● Document section
◇ ◇ ◇ ◇ ◇ ◇ ◇
Being on Instagram, a lot of things go down in the DM. What’s the wildest DM you've ever received?
 

Besides troll shit, I would say the top three would be an NBA player asking me where to cop weed in New York. Everytime I would respond to something they would unsend it, so then I started unsending my shit too! And it clicked to me like, "Oh shit, you can't do this." Another thing would be when I first started the page someone told me that they just got out of prison. Their girlfriend showed them my meme account before they got locked up, and when they got out, they DM'ed me right away to say that I was the first account they checked to catch up on all the posts. I thought that was crazy because I've gotten DM's like that multiple times, and I'm just like, "What y'all got locked up for?" What am I enabling on this page? My dream Tik Tok would be a bunch of fine ass niggas in prison with my meme account on someone's phone.
◇ ◇ ◇ ◇ ◇ ◇ ◇
● Study material

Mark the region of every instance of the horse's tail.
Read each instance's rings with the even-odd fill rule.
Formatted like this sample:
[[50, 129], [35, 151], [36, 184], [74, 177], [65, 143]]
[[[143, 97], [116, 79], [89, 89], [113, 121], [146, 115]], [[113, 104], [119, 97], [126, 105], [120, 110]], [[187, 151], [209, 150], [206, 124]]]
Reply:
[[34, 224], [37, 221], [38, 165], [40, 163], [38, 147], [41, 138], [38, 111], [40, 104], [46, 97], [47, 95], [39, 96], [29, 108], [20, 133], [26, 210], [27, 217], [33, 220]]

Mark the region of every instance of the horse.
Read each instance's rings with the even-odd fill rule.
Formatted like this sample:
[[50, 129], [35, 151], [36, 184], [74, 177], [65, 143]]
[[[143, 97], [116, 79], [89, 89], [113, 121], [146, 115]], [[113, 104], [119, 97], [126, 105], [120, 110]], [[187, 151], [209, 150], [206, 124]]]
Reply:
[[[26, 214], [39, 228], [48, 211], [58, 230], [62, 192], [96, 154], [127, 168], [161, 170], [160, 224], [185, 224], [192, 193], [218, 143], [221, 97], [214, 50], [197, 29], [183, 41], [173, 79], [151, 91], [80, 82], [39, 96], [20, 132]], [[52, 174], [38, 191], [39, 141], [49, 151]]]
◇ ◇ ◇ ◇ ◇ ◇ ◇
In the text about unusual Instagram messages, what did the NBA player ask the account owner?

Where to get weed in New York.